Barklay eventually makes it to the bunker while being pursued by the creature, but Quinn's fingerprint is deemed to have insufficient security clearance status to allow entry. Confronted by the creature, she opens fire and briefly incapacitates it, then cuts some hands from its body, with one belonging to the former CFO eventually granting her access. Traumatized, and with the creature regaining consciousness outside and attempting to break down the door, Barklay contemplates her next move.

Released: July 12, 2017

===Kapture: Fluke===
A parody of various tech-related test shows, such as MythBusters and Top Gear, the film consists of test footage for the private weapons manufacturer Kapture. It follows Gary and Jeff, two over-excited scientists testing their newest invention dubbed 'the Fluke'. The weapon is described as a base station and transformer unit that work together, with the transformer being able to be fired from any conventional variant of shotgun.

Collected data entries

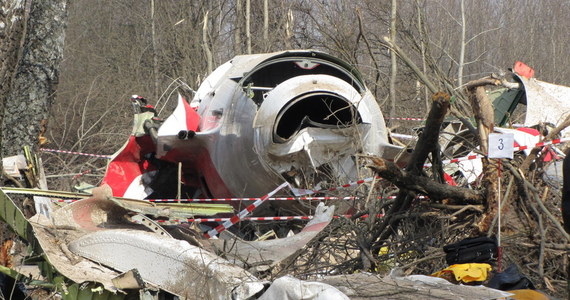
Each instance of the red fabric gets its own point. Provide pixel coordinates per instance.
(127, 165)
(523, 69)
(449, 179)
(192, 117)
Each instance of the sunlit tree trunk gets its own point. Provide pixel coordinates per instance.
(393, 60)
(12, 20)
(32, 90)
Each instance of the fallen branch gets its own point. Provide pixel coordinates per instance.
(408, 181)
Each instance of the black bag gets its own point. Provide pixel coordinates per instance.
(510, 279)
(471, 250)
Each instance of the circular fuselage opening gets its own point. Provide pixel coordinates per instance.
(316, 109)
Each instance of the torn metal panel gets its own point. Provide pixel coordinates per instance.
(103, 211)
(170, 264)
(53, 241)
(263, 254)
(290, 288)
(265, 107)
(546, 102)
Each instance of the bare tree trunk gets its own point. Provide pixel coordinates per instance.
(33, 87)
(12, 27)
(393, 61)
(483, 112)
(247, 25)
(462, 48)
(288, 29)
(237, 33)
(421, 28)
(154, 51)
(205, 45)
(266, 23)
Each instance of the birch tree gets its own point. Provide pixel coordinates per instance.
(36, 73)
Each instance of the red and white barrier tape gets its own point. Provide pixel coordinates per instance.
(406, 119)
(76, 153)
(303, 192)
(244, 199)
(282, 218)
(242, 214)
(252, 199)
(519, 148)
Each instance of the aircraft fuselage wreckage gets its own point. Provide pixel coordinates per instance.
(255, 122)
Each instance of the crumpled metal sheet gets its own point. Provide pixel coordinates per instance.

TO DO:
A. List every television show and company named in the film synopses.
B. Extend the film synopses, starting after the sentence that ends "fired from any conventional variant of shotgun."

OUTPUTS IN ORDER:
A. MythBusters, Top Gear, Kapture

B.
Before the two test the weapon, Gary announces to the camera that they have a special deal with the US Department of Defense and the US Bureau of Prisons, which enables them to use human prisoners as test subjects. The subject, Mike, is escorted into the testing facility where he is informed that he is likely to survive the test, and thus will get a reduced sentence. However, the two scientists note privately closer to the camera he is unlikely to do so.

Mike is shot with the transmitter, which embeds in his leg. Jeff then activates the neural connection, which allows the two scientists complete control over Mike's body, complete with cerebral capture allowing them to see what his eyes do. They briefly demonstrate the devices ability to control the subjects, walking a now comatose Mike around the facility. They then direct him into a structure standing in for enemy headquarters, before activating the transmitter's self destruct system which blows up the structure, killing Mike and damaging the plexiglas screen in front of them. The two scientists are shown to be jovial and elated at the success of the product.

Released: August 3, 2017

===ADAM: Episode 2 (The Mirror)===
A group of criminal androids, including one named Adam, follow a mysterious cloaked android figure through a desert peppered with large oil fires. As a sandstorm sets in, one female android becomes heavily damaged, and despite the others best efforts, does not make it. The rest of the group eventually make it to an abandoned facility, guarded by other androids, and escape from the storm.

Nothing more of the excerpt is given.